*Your task*
Rewrite every line of the rows below as a numbered list, skipping any blank lines. Leave the pictures out of your answer.

Rows taken from a pointing dataset
■ ■ ■

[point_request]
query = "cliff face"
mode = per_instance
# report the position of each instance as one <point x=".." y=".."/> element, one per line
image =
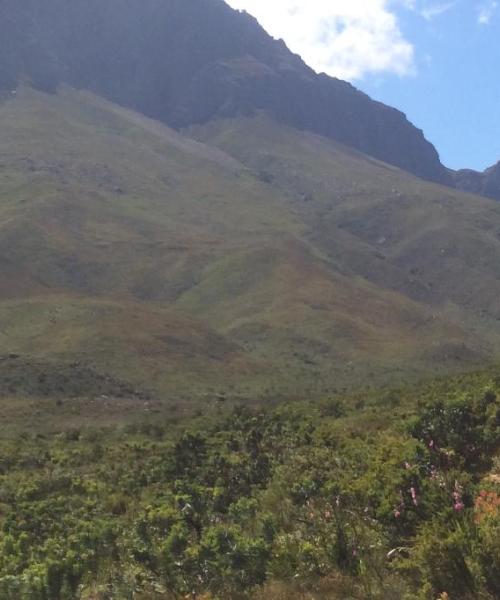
<point x="186" y="62"/>
<point x="486" y="183"/>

■ ■ ■

*Answer to the exercise*
1. [point_request]
2. query = "cliff face"
3. mode = per_instance
4. # report the position of each instance as one <point x=".." y=".."/> element, one per line
5. image =
6. <point x="186" y="62"/>
7. <point x="486" y="183"/>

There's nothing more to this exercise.